===== Material for this exercise

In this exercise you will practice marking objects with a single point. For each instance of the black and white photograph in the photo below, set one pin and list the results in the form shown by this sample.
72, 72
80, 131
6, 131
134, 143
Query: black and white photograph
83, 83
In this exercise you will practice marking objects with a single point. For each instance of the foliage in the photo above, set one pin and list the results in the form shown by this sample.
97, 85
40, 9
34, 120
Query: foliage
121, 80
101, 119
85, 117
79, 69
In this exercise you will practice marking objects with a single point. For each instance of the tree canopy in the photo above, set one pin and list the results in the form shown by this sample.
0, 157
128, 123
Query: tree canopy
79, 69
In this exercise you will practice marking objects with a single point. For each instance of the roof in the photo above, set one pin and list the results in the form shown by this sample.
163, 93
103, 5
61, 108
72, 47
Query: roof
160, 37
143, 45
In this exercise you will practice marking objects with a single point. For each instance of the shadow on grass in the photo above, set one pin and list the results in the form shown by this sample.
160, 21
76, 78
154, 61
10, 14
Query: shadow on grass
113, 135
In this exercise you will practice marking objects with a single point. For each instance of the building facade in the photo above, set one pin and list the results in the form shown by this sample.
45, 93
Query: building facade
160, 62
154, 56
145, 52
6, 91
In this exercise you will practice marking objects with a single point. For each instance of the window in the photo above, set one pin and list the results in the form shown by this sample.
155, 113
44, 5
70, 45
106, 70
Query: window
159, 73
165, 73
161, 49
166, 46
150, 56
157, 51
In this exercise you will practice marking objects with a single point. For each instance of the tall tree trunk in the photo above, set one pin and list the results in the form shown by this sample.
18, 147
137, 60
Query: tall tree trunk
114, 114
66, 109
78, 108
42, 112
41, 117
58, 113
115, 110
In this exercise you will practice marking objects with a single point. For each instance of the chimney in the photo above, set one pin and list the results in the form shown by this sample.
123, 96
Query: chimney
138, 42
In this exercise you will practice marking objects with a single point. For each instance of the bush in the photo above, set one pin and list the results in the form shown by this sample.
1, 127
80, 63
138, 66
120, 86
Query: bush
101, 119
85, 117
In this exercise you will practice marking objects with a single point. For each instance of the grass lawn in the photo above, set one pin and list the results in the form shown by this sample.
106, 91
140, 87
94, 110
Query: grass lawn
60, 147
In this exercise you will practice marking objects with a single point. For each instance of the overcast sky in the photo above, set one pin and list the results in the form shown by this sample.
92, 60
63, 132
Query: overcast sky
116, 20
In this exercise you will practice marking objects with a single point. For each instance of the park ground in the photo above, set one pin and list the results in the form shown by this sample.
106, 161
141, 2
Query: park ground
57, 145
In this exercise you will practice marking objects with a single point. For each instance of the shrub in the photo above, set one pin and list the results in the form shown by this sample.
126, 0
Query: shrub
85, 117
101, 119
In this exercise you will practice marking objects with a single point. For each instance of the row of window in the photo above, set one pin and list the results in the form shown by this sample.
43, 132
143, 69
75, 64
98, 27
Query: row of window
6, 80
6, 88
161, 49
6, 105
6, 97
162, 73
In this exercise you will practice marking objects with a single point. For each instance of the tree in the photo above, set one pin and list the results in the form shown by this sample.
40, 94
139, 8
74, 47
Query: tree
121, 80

==========

[Short exercise]:
Reproduce every line of the material above exactly.

[Task result]:
In this exercise you will practice marking objects with a single point. For each instance of the black and white photograph in the photo below, set one pin and list the results in the form shown by this sample.
72, 72
80, 131
6, 131
134, 143
Query: black and white photograph
83, 83
In this exercise you will practice marking objects with a single point. For each instance of the foliage in the photo above, set one pin and list the results in the form shown by this sample.
97, 85
40, 9
34, 120
Query: foliage
121, 80
101, 119
85, 117
79, 69
In this exercise you will practice marking objects with a single point. For each instance of the tree canopy in the photo above, set one pin and list the results in the form shown by this sample.
0, 157
128, 123
Query: tree canopy
79, 69
In this exercise you will practice marking objects with a single point. For each instance of the roof in the photo above, set one pin and list the results in the form shown by this sample.
163, 93
103, 5
61, 108
72, 47
Query: roof
160, 37
143, 45
In this exercise you will practice marking objects with a single point. For each instance of the shadow on grass in the photo above, set one pin and list the results in the form shown by this sample.
160, 21
76, 78
154, 61
10, 14
Query: shadow on grass
113, 135
In this exercise you will practice marking objects with a single point. For each instance of the building facade in the photo above, set one pin and list the results in the form shown by this sample.
45, 93
Query: building facade
160, 62
154, 56
145, 52
6, 91
In this exercise you will practice marking objects with a single point. For each instance of the window in the photo above, set one pin and list the results in the form shown by this sample.
155, 113
44, 5
70, 45
106, 70
Query: window
159, 73
165, 73
161, 49
166, 46
150, 56
157, 51
In this exercise you will practice marking objects with a single point. For each instance of the tall tree trunk in the photo above, set one pin and list the results in the form shown by this sample.
18, 147
137, 60
Query: tall tree trunk
114, 114
66, 109
78, 108
42, 112
41, 117
58, 113
115, 110
In this exercise you will practice marking objects with a single point. For each instance of the chimney in the photo above, set one pin and list the results in the form shown by this sample.
123, 96
Query: chimney
138, 42
In this exercise you will practice marking objects with a single point. For each instance of the bush in the photo above, set one pin and list the results in the form shown by this sample.
1, 127
80, 63
138, 66
120, 86
Query: bush
101, 119
85, 117
In this exercise you will practice marking objects with a single point. For each instance of the grass lawn in the photo above, set one pin and list the results in the form shown by this sample.
106, 91
140, 87
94, 110
Query: grass lawn
60, 147
In this exercise you will practice marking objects with a single point. For each instance of the overcast sky in the photo above, set one pin and list the results in the form shown by this sample.
92, 60
63, 132
Query: overcast sky
116, 20
In this exercise you will practice marking objects with a single point. For each instance of the park ground in the photo above, set one pin and list the results in the form shown by this sample.
106, 161
141, 2
Query: park ground
57, 145
In this exercise you will practice marking objects with a single point. For each instance of the shrub in the photo above, set one pin and list the results in the form shown by this sample.
126, 0
Query: shrub
85, 117
101, 119
In this exercise you will practice marking objects with a single point. For each instance of the row of window in the photo above, set one pin and list the results in the form shown by this sample.
43, 132
143, 69
75, 64
98, 27
Query: row of window
6, 80
6, 88
161, 49
6, 105
6, 97
162, 73
In this exercise you will practice marking objects with a single point. For each instance of the tree in the photo above, set one pin and list the results in the form shown by this sample.
40, 94
139, 8
74, 47
Query: tree
121, 80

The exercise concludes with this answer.